> Ejercicios propuestos:
1. Indica si cada afirmación concuerda con el texto citado: (a) Felisberto solía llegar a la sala mucho antes que quien narra; (b) Felisberto recomendó leer a Goethe; (c) las preferencias narrativas de quien narra se inclinaban por el mundo anglosajón. Responde sí o no y cita las palabras exactas del texto que lo deciden.
2. Según el texto citado, ¿sobre qué obra emitió Emir Rodriguez Monegal el juicio que comienza con "Inagotable cháchara"?
3. Transcribe del texto citado el pasaje entre "El ámbito de" y "tiempo de hablar.", ambos incluidos.

> Texto citado:
El ámbito de trabajo de
Felisberto era la sala, donde yo solía estar sentado esperando el
comienzo de la función, pues era muy disciplinado y llegaba temprano. Él,
en cambio, aparecía minutos antes de que se levantara el telón. A veces
se anticipaba y teníamos tiempo de hablar.
Hoy, después de tantos años,
no me parecen casuales las conversaciones entre el gran escritor no
reconocido aún y el joven actor que, después de interpretar a Lope de
Vega, a Dürrenmatt, a Plauto y a Brecht, abandonó la actuación y empezó
a interesarse por la creación literaria. Felisberto era regordete y
muy blanco, sonreía mucho y se caracterizaba por tener un gran sentido
del humor de cuya profundidad no fui consciente entonces. En aquel momento
yo era una especie de apóstol del existencialismo, y a través de mi
extravagante y desaliñado aspecto, que nunca fue una pose, desafiaba al
conservador orden burgués en que estaba inmerso. Vivía en medio
del dolor y sólo me vinculaba a los desdichados. Rechazaba la paz y las
utopías tranquilizadoras porque eran opuestas a la angustia. Y odiaba la
risa y el sarcasmo. Por eso me parecía un ser anodino. Aquel adolescente
transgresor no podía simpatizar demasiado con el pianista manso, gordo,
abúlico e irónico que cuando lo veía entrar a la sala sumido en su
habitual hosquedad, le preguntaba: “¿Hoy viniste loquito?” Cierta noche me preguntó
por qué sentía tanta veneración por Sartre, y yo, que pensaba erróneamente
que el autor de “Las moscas”
era el escritor más grande de todos los tiempos, me explayé de
manera desacostumbrada sobre el impacto que me habían producido “La náusea”
y “Los caminos de la libertad”. Felisberto me oyó en silencio, sonrió
y dijo con ironía: “No te enamoraste de un escritor. Admirás
una máquina que sólo sabe pensar. Deberías leer a Goethe”. El arrogante juicio del
“pianista” me resultó intolerable. Por desgracia,
yo no sabía que los libros de Sartre, que ahora me parecen tan
superfluos, eran juzgados en ese momento por el creador de una obra
literaria más esencial y perdurable que la del escritor francés. Había una especie de paz
bonachona en Felisberto, y aquella equívoca aureola me indujo a
subestimarlo. Me parecía que era conformista y que estaba enemistado con
la tristeza y la tensión, y
me hubiera desconcertado
que lo consideraran un buen escritor, sobre todo porque yo ya frecuentaba
a L.S.Garini, autor de “Una forma de la desventura”, cuya narrativa
era tan intensa como su personalidad. Ambos escritores se oponen de manera
nítida en mi memoria: uno era
pálido y bohemio, el otro era atildado y cetrino; uno era
displicente y volátil, el otro era concentrado y mayestático; uno era
espasmódico y parecía incoherente, el otro era denso y conceptual. Claro, yo no había leído
a Hernández aún, un escritor
cuestionado nada menos que por Emir Rodriguez
Monegal, el
crítico más notorio de aquella época, quien protagonizó el vergonzoso
papelón histórico de emitir sobre “Nadie encendía las lámparas” el
siguiente juicio: “Inagotable cháchara, cruzada (a ratos) por alguna
impresión feliz pero imprecisa siempre, flácida siempre, abrumada de
vulgaridades, pleonasmos, incorrecciones”. Tampoco había leído a
muchos escritores uruguayos o latinoamericanos, pues mis preferencias en
el campo de la narrativa se inclinaban, como ahora, por el mundo anglosajón.

> Registros de ubicación de puntos:
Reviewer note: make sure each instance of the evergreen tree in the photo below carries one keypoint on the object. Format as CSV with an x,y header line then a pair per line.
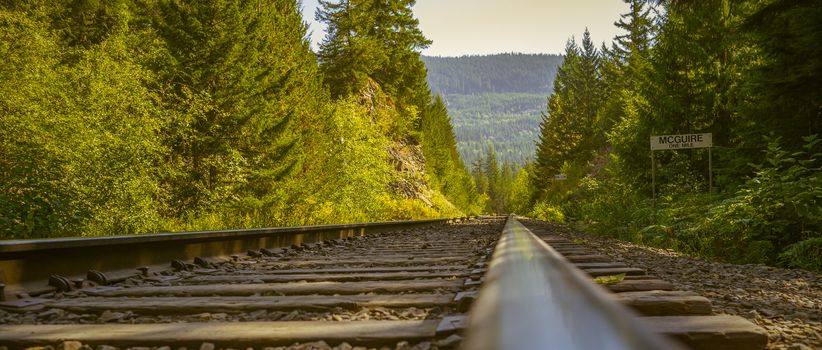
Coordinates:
x,y
377,40
785,84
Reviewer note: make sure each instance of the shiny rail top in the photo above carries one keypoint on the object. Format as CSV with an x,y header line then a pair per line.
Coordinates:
x,y
533,298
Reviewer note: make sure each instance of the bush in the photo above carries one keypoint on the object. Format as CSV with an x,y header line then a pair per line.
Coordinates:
x,y
806,255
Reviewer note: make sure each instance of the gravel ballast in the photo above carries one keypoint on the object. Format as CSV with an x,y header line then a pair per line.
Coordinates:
x,y
787,303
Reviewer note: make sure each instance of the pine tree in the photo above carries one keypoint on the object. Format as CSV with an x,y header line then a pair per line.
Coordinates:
x,y
242,76
375,40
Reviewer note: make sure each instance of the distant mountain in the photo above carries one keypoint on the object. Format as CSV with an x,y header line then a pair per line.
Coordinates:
x,y
494,99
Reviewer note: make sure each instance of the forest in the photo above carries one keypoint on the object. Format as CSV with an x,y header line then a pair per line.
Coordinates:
x,y
747,71
510,72
494,99
141,116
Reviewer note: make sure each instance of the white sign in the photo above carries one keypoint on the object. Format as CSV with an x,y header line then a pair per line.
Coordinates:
x,y
681,141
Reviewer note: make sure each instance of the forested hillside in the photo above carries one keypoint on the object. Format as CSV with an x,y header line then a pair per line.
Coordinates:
x,y
750,73
127,116
511,72
494,99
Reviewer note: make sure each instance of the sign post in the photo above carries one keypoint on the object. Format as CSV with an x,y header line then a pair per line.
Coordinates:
x,y
683,141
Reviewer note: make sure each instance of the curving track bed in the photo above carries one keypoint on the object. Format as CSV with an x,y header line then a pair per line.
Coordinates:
x,y
403,289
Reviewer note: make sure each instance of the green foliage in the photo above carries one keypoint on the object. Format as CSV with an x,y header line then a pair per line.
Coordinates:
x,y
804,255
779,206
374,40
501,73
544,211
122,117
731,68
509,120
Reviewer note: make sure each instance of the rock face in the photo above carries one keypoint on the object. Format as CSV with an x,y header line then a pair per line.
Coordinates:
x,y
409,161
787,303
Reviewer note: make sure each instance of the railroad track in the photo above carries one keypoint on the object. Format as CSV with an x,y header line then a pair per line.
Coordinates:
x,y
408,289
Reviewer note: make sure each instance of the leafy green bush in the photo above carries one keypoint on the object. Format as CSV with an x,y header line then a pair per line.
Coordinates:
x,y
806,254
776,208
547,212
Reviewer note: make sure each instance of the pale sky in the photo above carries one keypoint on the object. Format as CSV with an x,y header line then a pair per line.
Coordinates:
x,y
465,27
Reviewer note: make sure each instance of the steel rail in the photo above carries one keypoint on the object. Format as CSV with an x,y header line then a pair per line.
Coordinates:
x,y
533,298
26,264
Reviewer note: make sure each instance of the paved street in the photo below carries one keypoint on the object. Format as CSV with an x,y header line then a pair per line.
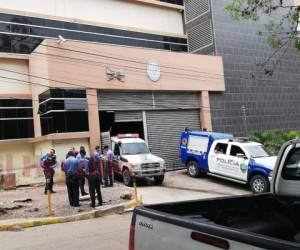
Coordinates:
x,y
112,232
178,186
109,232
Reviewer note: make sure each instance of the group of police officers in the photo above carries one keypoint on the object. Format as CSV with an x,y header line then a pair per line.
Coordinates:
x,y
78,166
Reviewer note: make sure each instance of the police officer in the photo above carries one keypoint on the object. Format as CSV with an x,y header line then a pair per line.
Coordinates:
x,y
93,172
107,166
97,161
48,163
73,171
83,161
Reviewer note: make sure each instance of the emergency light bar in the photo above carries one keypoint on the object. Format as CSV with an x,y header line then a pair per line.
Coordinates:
x,y
122,136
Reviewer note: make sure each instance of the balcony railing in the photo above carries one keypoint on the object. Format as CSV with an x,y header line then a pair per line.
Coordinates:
x,y
178,2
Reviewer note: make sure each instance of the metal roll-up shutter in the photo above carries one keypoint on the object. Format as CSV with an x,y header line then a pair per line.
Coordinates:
x,y
128,116
164,128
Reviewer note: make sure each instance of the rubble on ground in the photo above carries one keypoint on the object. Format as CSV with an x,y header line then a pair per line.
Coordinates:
x,y
30,202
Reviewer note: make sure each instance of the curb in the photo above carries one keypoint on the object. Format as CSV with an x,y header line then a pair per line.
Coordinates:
x,y
55,220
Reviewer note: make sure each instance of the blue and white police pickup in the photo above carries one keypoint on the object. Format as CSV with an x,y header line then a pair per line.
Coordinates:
x,y
221,155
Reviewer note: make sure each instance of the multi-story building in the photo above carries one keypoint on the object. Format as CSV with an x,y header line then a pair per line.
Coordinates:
x,y
71,70
253,100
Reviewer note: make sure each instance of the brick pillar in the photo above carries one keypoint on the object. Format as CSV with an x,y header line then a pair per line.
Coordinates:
x,y
205,114
93,116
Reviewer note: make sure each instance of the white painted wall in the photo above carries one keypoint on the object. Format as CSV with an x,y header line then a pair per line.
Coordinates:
x,y
9,86
110,12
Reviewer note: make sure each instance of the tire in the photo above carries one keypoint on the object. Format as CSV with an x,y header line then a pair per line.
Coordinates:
x,y
127,179
259,184
158,180
193,169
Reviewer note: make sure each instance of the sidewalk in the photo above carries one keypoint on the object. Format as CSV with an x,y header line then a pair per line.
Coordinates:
x,y
37,208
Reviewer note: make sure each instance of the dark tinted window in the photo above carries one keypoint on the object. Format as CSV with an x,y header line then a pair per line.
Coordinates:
x,y
15,113
291,169
62,122
15,103
25,44
5,43
221,148
236,150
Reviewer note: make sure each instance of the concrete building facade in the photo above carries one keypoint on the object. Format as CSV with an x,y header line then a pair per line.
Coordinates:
x,y
253,100
118,66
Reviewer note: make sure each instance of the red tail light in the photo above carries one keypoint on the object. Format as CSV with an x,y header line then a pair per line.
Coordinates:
x,y
210,240
132,232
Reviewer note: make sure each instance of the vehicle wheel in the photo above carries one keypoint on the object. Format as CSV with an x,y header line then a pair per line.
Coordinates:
x,y
127,179
158,180
193,169
259,184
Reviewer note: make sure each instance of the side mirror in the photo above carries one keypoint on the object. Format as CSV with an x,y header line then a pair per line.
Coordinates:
x,y
241,156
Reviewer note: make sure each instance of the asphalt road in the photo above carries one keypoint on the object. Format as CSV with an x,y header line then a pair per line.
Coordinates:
x,y
111,232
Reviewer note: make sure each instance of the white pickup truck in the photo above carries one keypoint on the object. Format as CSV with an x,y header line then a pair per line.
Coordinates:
x,y
257,221
133,159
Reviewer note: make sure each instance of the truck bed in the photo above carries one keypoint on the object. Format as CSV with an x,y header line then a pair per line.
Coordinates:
x,y
267,221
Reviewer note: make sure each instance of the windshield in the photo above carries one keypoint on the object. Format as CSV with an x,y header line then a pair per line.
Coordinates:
x,y
256,151
135,148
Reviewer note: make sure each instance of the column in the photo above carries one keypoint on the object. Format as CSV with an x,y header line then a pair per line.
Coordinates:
x,y
93,116
205,114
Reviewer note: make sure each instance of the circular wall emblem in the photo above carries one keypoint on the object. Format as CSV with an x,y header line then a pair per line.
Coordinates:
x,y
153,70
184,141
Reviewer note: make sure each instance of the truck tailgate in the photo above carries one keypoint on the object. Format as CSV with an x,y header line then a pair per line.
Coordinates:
x,y
153,234
264,221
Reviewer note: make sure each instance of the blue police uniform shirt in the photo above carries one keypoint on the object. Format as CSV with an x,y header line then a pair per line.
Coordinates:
x,y
83,161
97,157
72,166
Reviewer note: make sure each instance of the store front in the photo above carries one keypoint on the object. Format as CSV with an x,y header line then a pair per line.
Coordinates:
x,y
82,90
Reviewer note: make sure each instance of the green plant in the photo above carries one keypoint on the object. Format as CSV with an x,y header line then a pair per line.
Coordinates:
x,y
274,139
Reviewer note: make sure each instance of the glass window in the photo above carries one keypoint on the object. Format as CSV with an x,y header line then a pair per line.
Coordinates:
x,y
44,96
5,43
221,148
134,148
117,149
291,168
19,19
62,122
4,27
22,29
235,150
256,151
15,103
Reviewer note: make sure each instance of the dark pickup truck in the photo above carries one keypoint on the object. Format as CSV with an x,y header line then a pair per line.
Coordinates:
x,y
262,221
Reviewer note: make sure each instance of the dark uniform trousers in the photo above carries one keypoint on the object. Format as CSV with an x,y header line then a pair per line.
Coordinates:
x,y
49,183
95,187
72,182
81,184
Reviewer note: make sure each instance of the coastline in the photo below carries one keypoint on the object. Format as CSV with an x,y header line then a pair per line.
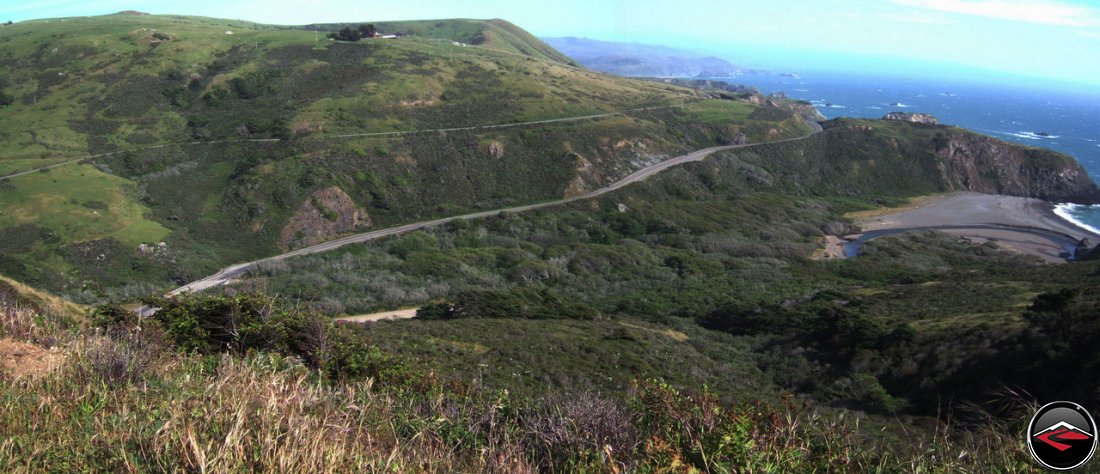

> Soluciones completas:
1.
(a) No: "Él, en cambio, aparecía minutos antes de que se levantara el telón."
(b) Sí: "Deberías leer a Goethe".
(c) Sí: "mis preferencias en el campo de la narrativa se inclinaban, como ahora, por el mundo anglosajón."

2. Sobre "Nadie encendía las lámparas".

3.
El ámbito de trabajo de
Felisberto era la sala, donde yo solía estar sentado esperando el
comienzo de la función, pues era muy disciplinado y llegaba temprano. Él,
en cambio, aparecía minutos antes de que se levantara el telón. A veces
se anticipaba y teníamos tiempo de hablar.